|Application domain:||Predicting chemical properties of river water|
Physical and chemical properties give a specific picture of river water quality at a particular point in time, while the biota (living organisms) act as continuous monitors and give a more general picture of water quality over a period of time. This has increased the relative importance of biological methods for monitoring water quality. The problem of inferring the chemical properties from the biota is practically relevant, especially in countries where extensive biological monitoring is conducted. Regular monitoring for a very wide range of chemical pollutants would be very expensive, if not impossible. On the other hand, the state of the biota can reflect an increase in pollution and indicate likely causes/sources.
We used data on biological and chemical samples from Slovenian rivers collected through the monitoring program of the Hydrometeorological Institute of Slovenia (Dzeroski et al. 2000). Pairs of biological and chemical samples that were taken at the same site at approximately the same time were used: there were 1061 such pairs, collected over six years. Data on biological samples list all the species/taxa present at the site and their abundances. Chemical samples contain the measured values of 16 physical an chemical parameters: biological oxygen demand (BOD), chlorine concentration (Cl), CO2 concentration, electrical conductivity, chemical oxygen demand COD (K2Cr2O7 and KMnO4), concentrations of ammonia (NH4), NO2, NO3 and dissolved oxygen (O2), alkalinity (pH), PO4, oxygen saturation, SiO2, water temperature, and total hardness.

WORK REQUEST A:
In the text on river water chemistry, how many pairs of biological and chemical samples were used?
WORK REQUEST B:
Write a continuation of the text on river water chemistry, starting after its final sentence.

Natural-language object grounding data:

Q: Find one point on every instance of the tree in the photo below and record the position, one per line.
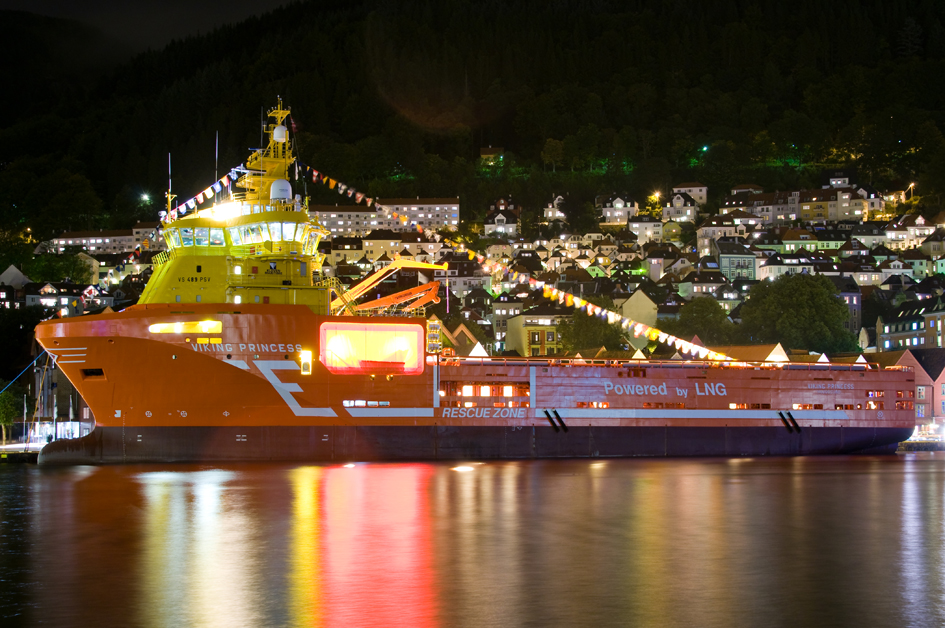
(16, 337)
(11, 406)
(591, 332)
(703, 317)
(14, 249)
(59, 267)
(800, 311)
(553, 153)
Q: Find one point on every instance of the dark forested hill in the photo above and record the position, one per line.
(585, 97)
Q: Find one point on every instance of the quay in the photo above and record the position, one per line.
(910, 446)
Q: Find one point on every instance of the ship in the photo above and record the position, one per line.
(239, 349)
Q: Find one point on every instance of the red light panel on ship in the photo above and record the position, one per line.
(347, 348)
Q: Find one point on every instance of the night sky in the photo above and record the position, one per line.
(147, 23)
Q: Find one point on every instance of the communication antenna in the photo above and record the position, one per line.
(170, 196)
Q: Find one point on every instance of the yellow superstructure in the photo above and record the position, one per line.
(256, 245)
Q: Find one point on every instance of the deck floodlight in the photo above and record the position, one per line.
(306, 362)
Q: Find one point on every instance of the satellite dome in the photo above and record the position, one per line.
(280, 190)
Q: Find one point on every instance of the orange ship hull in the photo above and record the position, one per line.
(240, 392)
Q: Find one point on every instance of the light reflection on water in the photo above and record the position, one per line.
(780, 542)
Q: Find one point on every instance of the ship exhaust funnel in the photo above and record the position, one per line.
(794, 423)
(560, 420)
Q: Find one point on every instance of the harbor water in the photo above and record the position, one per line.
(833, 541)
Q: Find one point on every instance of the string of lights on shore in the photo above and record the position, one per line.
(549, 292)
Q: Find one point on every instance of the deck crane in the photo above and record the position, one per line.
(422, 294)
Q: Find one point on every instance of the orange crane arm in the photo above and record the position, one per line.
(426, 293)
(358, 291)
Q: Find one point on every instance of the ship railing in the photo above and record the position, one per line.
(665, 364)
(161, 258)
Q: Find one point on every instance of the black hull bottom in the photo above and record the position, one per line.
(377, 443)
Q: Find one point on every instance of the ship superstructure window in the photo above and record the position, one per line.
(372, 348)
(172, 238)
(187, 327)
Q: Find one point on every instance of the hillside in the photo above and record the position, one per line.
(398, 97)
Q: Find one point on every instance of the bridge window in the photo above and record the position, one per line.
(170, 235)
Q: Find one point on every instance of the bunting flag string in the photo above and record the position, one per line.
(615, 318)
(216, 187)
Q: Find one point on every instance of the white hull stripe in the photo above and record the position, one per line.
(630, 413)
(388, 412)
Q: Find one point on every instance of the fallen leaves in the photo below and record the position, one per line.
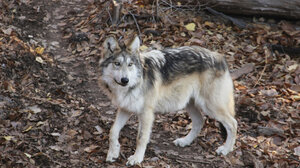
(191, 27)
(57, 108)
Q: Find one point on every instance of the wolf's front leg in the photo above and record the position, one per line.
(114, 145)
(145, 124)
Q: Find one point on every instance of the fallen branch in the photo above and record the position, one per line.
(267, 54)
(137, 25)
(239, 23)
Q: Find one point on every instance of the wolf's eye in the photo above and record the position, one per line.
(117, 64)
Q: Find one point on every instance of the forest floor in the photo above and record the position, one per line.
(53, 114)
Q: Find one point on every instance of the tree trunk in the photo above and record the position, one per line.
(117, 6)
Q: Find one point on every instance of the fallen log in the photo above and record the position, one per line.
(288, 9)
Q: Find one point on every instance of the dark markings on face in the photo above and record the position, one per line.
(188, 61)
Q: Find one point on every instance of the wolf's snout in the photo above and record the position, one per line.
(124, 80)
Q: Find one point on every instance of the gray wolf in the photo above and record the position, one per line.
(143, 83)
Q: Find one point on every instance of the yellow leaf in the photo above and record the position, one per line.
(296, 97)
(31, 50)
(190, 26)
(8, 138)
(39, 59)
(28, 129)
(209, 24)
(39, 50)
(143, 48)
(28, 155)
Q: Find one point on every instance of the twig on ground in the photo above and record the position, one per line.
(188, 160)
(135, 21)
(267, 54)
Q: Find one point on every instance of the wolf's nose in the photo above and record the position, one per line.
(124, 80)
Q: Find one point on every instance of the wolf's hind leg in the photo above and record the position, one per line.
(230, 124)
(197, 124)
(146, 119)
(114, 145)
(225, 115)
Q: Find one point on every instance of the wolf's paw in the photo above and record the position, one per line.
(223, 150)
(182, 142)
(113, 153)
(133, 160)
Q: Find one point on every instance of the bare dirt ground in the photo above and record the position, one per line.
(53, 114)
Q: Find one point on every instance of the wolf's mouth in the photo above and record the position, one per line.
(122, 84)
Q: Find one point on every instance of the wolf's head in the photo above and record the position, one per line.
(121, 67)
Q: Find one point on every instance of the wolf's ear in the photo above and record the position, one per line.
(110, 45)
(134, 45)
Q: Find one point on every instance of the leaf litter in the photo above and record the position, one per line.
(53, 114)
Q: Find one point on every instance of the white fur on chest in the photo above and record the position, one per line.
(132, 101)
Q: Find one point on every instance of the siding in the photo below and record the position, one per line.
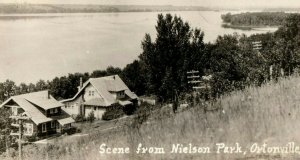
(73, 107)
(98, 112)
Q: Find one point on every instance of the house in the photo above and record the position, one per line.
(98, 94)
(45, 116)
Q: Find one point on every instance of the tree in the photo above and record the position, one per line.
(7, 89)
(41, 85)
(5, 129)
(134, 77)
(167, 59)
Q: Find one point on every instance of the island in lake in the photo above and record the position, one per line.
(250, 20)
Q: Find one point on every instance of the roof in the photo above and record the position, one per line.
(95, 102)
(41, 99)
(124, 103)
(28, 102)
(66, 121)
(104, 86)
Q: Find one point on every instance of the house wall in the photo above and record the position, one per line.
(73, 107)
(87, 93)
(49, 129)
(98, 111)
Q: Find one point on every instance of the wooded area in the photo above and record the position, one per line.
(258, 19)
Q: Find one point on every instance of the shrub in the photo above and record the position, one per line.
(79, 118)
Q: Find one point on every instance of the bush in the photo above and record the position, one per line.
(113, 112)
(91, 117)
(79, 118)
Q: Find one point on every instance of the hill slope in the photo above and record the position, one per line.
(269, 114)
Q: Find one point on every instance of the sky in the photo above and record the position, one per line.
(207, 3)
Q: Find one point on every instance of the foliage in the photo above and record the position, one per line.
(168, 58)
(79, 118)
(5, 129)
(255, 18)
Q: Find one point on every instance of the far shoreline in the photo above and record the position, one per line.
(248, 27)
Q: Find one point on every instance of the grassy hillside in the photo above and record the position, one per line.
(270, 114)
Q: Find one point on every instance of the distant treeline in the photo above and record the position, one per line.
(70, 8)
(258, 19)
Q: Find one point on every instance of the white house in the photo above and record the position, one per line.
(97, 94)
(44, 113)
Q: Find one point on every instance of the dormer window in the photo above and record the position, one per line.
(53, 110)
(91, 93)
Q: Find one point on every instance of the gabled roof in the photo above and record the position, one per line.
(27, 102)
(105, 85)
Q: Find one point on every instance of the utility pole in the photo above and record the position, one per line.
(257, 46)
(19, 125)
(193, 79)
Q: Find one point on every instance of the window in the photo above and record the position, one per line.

RESPONSE BOX A:
1061 pairs, collected over six years.

RESPONSE BOX B:
We used regression tree induction to learn predictive models for each of the 16 parameters (Dzeroski et al. 2000) separately. The models for the most important indicators of pollution (ammonia, biological oxygen demand, chemical oxygen demand) had the best predictive power. We also used clustering trees (Blockeel et al. 1998) to predict the values for all 16 parameters at the same time (Blockeel et al. 1999): this actually improved the accuracy as compared to individual predictions for each of the 16 parameters.